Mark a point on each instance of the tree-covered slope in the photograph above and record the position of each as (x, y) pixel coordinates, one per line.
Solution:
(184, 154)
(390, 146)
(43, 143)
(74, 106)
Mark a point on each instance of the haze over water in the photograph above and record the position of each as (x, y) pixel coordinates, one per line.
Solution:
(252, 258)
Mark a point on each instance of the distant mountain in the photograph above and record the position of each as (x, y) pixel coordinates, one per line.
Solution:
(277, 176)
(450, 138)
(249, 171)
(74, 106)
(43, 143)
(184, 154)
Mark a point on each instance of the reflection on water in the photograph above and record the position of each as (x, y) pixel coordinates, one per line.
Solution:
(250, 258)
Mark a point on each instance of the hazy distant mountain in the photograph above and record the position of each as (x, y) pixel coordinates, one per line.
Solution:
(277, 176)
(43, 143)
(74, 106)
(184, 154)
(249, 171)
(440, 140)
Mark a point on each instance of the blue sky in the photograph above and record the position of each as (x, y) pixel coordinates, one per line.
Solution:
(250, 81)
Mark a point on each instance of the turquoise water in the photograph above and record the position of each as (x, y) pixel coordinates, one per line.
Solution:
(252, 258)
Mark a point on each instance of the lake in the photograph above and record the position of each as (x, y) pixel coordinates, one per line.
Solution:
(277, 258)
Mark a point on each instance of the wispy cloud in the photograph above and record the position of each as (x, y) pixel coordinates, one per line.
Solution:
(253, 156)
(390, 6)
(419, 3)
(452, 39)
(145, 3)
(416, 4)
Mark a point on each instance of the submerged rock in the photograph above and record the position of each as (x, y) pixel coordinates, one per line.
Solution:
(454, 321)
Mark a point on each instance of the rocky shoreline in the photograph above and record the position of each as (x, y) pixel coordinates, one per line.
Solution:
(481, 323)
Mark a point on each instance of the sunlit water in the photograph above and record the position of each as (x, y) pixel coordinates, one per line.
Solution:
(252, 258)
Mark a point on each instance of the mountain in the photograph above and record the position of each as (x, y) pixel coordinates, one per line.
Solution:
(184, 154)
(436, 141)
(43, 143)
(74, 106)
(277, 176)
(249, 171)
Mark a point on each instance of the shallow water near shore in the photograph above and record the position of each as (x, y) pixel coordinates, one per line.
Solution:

* [Task to carry out]:
Please reproduce the data as it was given, with every line exact.

* [Answer for this exercise]:
Mark a point on each instance of the tree-covered slope in the photograph above and record the position of each as (x, y) pixel coordinates, one per line.
Solution:
(184, 154)
(390, 146)
(43, 143)
(74, 106)
Mark a point on each instance of the haze over water in the photograph above and record the position of each as (x, y) pixel coordinates, one per line.
Solution:
(252, 258)
Mark a point on each instance of the distant mountain in the photograph above and record the position of each as (x, y) pixel coordinates, one per line.
Solution:
(277, 176)
(450, 138)
(249, 171)
(74, 106)
(43, 143)
(184, 154)
Mark a point on each instance of the reflection on water in the photograph above and record the position of each as (x, y) pixel coordinates, one per line.
Solution:
(250, 258)
Mark a point on each instance of the hazy distant mountain in the photograph above and record the position of each as (x, y) pixel coordinates, one per line.
Solution:
(277, 176)
(43, 143)
(74, 106)
(184, 154)
(249, 171)
(440, 140)
Mark a point on each instance of the blue sky in the photograph above and record the position of each as (x, y) pixel coordinates, one per line.
Solution:
(250, 81)
Mark a point on each instance of the turquoise water in the photograph above and record the position of each as (x, y) pixel coordinates, one per line.
Solution:
(252, 258)
Mark a point on each instance of the lake in the photograph above and record the position of each as (x, y) pixel coordinates, one per line.
Solution:
(277, 258)
Mark a point on each instance of the wispy cloud in the photograph above and record the position of each as (x, y) pixel coordinates, one per line.
Solution:
(253, 156)
(390, 6)
(419, 3)
(452, 39)
(145, 3)
(416, 4)
Mark a point on each instance of the submerged rock in the photograph above and record the position of each as (x, y) pixel coordinates, one per line.
Solution:
(454, 321)
Mark a point on each instance of the rocky shoreline in the photograph above and record the position of each as (x, y) pixel coordinates, one per line.
Solution:
(481, 323)
Mark a point on each instance of the sunlit water in the photograph above and record the position of each as (x, y) pixel coordinates, one per line.
Solution:
(252, 258)
Mark a point on each instance of the mountain in the photograph above and record the position of each as (x, y) pixel coordinates, one per line.
Solution:
(184, 154)
(436, 141)
(43, 143)
(74, 106)
(277, 176)
(249, 171)
Mark a point on each instance of the shallow water near shore in the photograph above and record the position of each as (x, y) pixel coordinates, one per line.
Solution:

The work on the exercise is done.